Required actions:
A. Retype the setup section between "We consider the setting" and "common, related event.", inclusive, keeping every character unchanged.
B. Extend the LaTeX setup section on modeling a rare outcome alongside a related common one, picking up after its last line.
Source passage: Begin
\section{Setup and Related Work}\label{sec:setup}
 
We consider the setting where we have a dataset $\mathcal{D}_n = \{(\x_i, \y_{i})\}_{i=1}^n$ of $n$ independent samples where, for each patient $i$, $\x_i$ is a $p$-dimensional feature vector and $\y_{i} \in \{0, 1\}^M$ is a vector of $M$ binary outcomes. We consider the case where $M=2$, though our results can easily be generalized to settings where $M > 2$. Without loss of generality, we let $y_{i, 1}$ be the label for a rare event of interest such that the event rate, $\frac{1}{n}\sum_{i=1}^n y_{i, 1}$, is low (e.g. 0.01, 0.001, ...) and we let $y_{i, 2}$ be the label for another more common, related event. 

We assume that the probabilities of $y_{i, 1}$ and $y_{i, 2}$ can be written as
\begin{equation}\label{eq:log-model}
    \begin{gathered}
    P(y_{i, 1} = 1 | \x_i) = \sigma(\bm{\theta}_1' h(\x_i)) \textrm{, and}
    \\
    P(y_{i, 2} = 1 | \x_i) = \sigma(\bm{\theta}_2' h(\x_i)).
    \end{gathered}
\end{equation}
In Equation~\ref{eq:log-model},  $\x_i$ is assumed to include a constant feature, $\sigma$ is the sigmoid function, $\bm{\theta}_1, \bm{\theta}_2 \in \mathbb{R}^d$, and $h:\mathbb{R}^{p} \to \mathbb{R}^d$ is a function that maps $\x_i$ to a $d$-dimensional vector of latent features.

Note that when $h(\x_i) = \x_i$ this simplifies to a standard logistic model. In this way, we view the probabilities of $y_{i, 1}$ and $y_{i, 2}$ as being determined by two separate logistic models on either the input features themselves or some latent features that we can learn. $\bm{\theta}_1$ and $\bm{\theta}_2$ then act as the $d$ dimensional parameter vectors for the corresponding outcome.

% \mme{Call it $p$-dimensional and note that $\bm{x}$ is assumed to include a constant feature. Also consider using sigmoid $\sigma(\cdot)$ notation rather than sigma.}

% where $x_{i,j}$ is the value of feature $j$ for unit $i$, $\beta^r_1,\cdots, \beta^r_p$ are the $p$ slope parameters and $\alpha^r$ is the intercept parameter of the logistic model for the rare event. Similarly $\beta^c_1,\cdots, \beta^c_p$ are the $p$ slope parameters and $\alpha^c$ is the intercept parameter of the logistic model for the more common event. Note that we can rewrite each model in vector notation as
% \[P(y_{i, 1} = 1 | \x_i) = \text{sigma}((\bm{\theta}^r)^T \mathbf{v}_i).\]


% If we can accurately estimate the parameter vector, $\bm{\theta}^r$, then we can determine the probability of an adverse event for any unit $i$ (i.e. $P(y_{i, 1} = 1 | \x_i)$).
Source passage: End
Given entries: Begin
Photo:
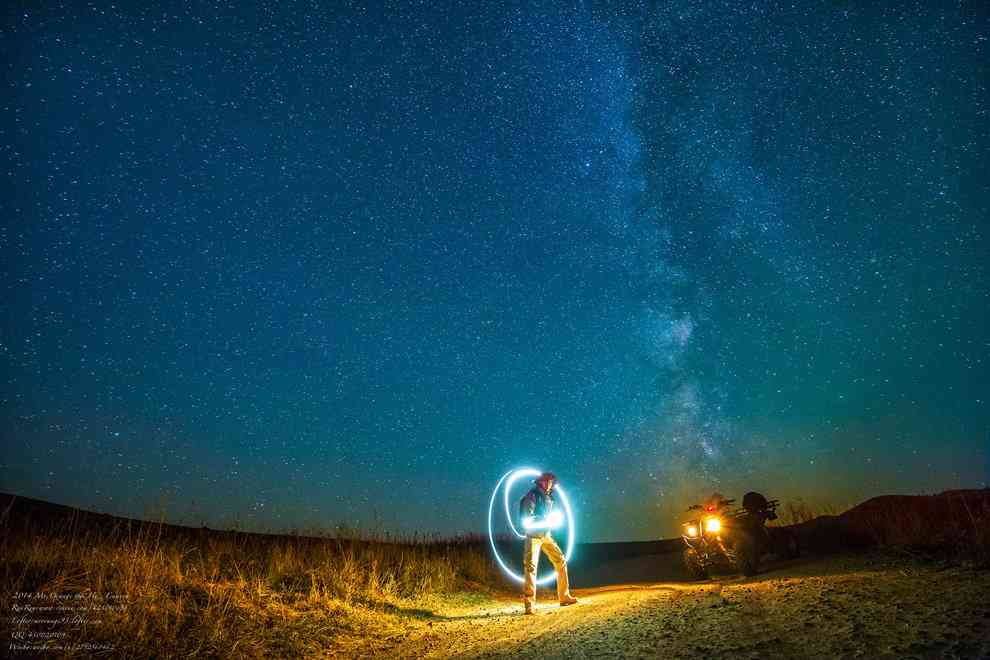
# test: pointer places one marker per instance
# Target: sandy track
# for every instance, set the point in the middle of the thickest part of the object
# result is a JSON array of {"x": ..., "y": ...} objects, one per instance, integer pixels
[{"x": 841, "y": 607}]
Given entries: End
Answers to the exercises:
A.
We consider the setting where we have a dataset $\mathcal{D}_n = \{(\x_i, \y_{i})\}_{i=1}^n$ of $n$ independent samples where, for each patient $i$, $\x_i$ is a $p$-dimensional feature vector and $\y_{i} \in \{0, 1\}^M$ is a vector of $M$ binary outcomes. We consider the case where $M=2$, though our results can easily be generalized to settings where $M > 2$. Without loss of generality, we let $y_{i, 1}$ be the label for a rare event of interest such that the event rate, $\frac{1}{n}\sum_{i=1}^n y_{i, 1}$, is low (e.g. 0.01, 0.001, ...) and we let $y_{i, 2}$ be the label for another more common, related event.

B.
% In logistic regression (LR), the parameters of a logistic model are most commonly obtained via maximum likelihood estimation (MLE). We can write the log-likelihood for the rare event (and similarly for the common event) as
% \begin{equation*}
%     \begin{gathered}
%         \mathcal{L}(\bm{\theta}^r | \mathcal{D}_n) = \\
%         \sum_{(\x_i, y_{i, 1}, y_{i, 2})\in\mathcal{D}_n} y_{i, 1}\log(f^r(\x_i)) + (1 - y_{i, 1})\log(1 - f^r(\x_i))
%     \end{gathered}
% \end{equation*}
% where $f^r(\x_i) = \text{sigma}((\bm{\theta}^r)^T \mathbf{v}_i))$.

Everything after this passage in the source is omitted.